Items:
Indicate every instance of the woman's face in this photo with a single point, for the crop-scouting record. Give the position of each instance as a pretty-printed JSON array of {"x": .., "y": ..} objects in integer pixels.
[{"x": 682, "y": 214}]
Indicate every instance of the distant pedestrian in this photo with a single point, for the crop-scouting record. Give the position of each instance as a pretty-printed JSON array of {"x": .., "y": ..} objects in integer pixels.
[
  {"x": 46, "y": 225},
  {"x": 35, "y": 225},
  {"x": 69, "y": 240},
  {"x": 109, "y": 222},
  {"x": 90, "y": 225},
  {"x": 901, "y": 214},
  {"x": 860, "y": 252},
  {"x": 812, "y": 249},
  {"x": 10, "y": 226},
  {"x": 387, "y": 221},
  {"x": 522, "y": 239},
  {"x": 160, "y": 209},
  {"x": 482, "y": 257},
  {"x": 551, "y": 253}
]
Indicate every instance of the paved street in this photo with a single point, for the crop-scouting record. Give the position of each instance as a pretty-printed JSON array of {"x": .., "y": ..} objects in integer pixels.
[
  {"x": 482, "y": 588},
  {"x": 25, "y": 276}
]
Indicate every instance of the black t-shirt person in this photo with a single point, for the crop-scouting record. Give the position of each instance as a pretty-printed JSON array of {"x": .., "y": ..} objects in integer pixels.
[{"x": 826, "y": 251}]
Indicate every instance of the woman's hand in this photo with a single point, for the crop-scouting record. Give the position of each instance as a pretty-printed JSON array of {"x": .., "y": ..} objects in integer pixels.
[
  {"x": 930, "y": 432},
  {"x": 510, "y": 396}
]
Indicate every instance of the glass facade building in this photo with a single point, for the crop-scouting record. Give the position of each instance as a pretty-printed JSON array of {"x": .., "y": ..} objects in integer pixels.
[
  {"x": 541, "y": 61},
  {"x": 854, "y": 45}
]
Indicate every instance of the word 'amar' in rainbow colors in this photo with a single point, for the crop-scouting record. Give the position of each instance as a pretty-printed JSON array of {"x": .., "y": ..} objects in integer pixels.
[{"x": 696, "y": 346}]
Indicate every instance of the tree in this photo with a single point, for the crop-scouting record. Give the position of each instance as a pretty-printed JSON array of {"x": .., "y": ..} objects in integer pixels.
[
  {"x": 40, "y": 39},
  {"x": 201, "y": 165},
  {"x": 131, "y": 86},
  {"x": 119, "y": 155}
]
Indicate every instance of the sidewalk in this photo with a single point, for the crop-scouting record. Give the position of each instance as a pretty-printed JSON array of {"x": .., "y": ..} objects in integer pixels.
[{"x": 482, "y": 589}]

Exercise: Scale everything from the line containing "Indicate every instance of the word" down to the last line above by writing those lines out again with their requests included and multiplying every x and y coordinate in the answers by 0.5, rounding to whole numbers with halves going up. Give only those lines.

Finished task:
Indicate every instance of the word 'amar' in rainbow colors in this photo with a single point, for the crop-scouting record. Give the position of each instance as a pretty-printed JSON array of {"x": .., "y": ..} objects in integer pixels.
[{"x": 348, "y": 173}]
Indicate every instance of the tree in this photo with a single point, for the crop-scouting record. Give the position of each instance as a pretty-printed JSON array of {"x": .., "y": ..} objects in integer pixels.
[
  {"x": 20, "y": 20},
  {"x": 101, "y": 83},
  {"x": 66, "y": 43},
  {"x": 60, "y": 78}
]
Indicate every instance of the sidewalk in this photo with a single point, for the crop-scouting record. Give the position of each instance as a pretty-printed JSON array of {"x": .., "y": ..} objects in integer pixels.
[{"x": 241, "y": 295}]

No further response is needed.